>> begin Provided text

I'm sorry I didn't believe being male or married or more than one dog would start such a clucking flurry of imaginations


----------



## Purple Poodle

redvelvet said:


> I'm sorry I didn't believe being male or married or more than one dog would start such a clucking flurry of imaginations


Watch it buddy or these cluckers will cluck you up! :sinister:

I'm sorry I couldn't resist!


----------



## KPoos

redvelvet said:


> I'm sorry I didn't believe being male or married or more than one dog would start such a clucking flurry of imaginations


If you call us HENS one more damn time I'm going to get really pissed. No one around here said anything about your gender so stop referring to ours in the negative, got me?


----------



## redvelvet

I dont think of my hens in a negitive way but ok.....sorry


----------



## redvelvet

you made me laugh purple
thank you


----------



## KPoos

redvelvet said:


> I dont think of my hens in a negitive way but ok.....sorry


Look maybe because you are a man you don't GET that calling women hens or saying that they are "clucking" is a bad or negative thing but I'm here to tell you not to say that to any other woman ever again. It's meant in a derogatory manner, the entire generalization of women talking in a group resembling a hen house is negative and you know it. Men say it because they want to insult women and that's it.


----------



## bigredpoodle

:rolffleyes:Wow i guess I am weird cause it did not bother me ! I kinda thought it was a funny way to put it:rolffleyes:
Purple cracked me up too !


----------



## redvelvet

KPoos said:


> Look maybe because you are a man you don't GET that calling women hens or saying that they are "clucking" is a bad or negative thing but I'm here to tell you not to say that to any other woman ever again. It's meant in a derogatory manner, the entire generalization of women talking in a group resembling a hen house is negative and you know it. *Men say it because* they want to insult women and that's it.


isn't that generalizing

shouldn't we get back onto topic
breeding age


----------



## roxy25

redvelvet said:


> This is sounding a lot like a hen house...
> shall WE all leave phone numbers?


You know what we had a few members on here who did not give kennel name and guess what ?

:wacko:


----------



## KPoos

redvelvet said:


> isn't that generalizing
> 
> shouldn't we get back onto topic
> breeding age


Are you a man? Did you say it? Get back to whatever you want just stop talking about the hens or I'm reporting it.


----------



## jak

Redvelvet -that was an insensitive thing to say

And quite frankly, I'm getting sick of the games you are playing BRP,
*SO STOP IT!*


----------



## jak

bigredpoodle said:


> :rolffleyes:Wow i guess I am weird cause it did not bother me ! I kinda thought it was a funny way to put it:rolffleyes:
> Purple cracked me up too !


Hmmmmm...

I wonder why you weren't bothered... such a hard question there.

>> end Provided text
>> begin Raw data

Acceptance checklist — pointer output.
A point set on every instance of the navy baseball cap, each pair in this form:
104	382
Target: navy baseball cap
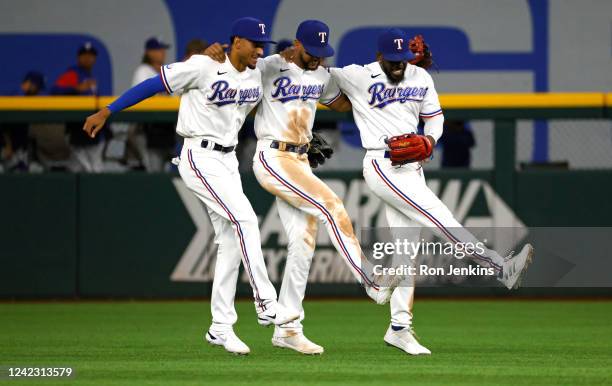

>> end Raw data

**Work to complete**
Rewrite the forum thread above from "## Purple Poodle" up to and including "I couldn't resist!", changing "buddy" to "pal".

**Response to this task**
## Purple Poodle

redvelvet said:


> I'm sorry I didn't believe being male or married or more than one dog would start such a clucking flurry of imaginations


Watch it pal or these cluckers will cluck you up! :sinister:

I'm sorry I couldn't resist!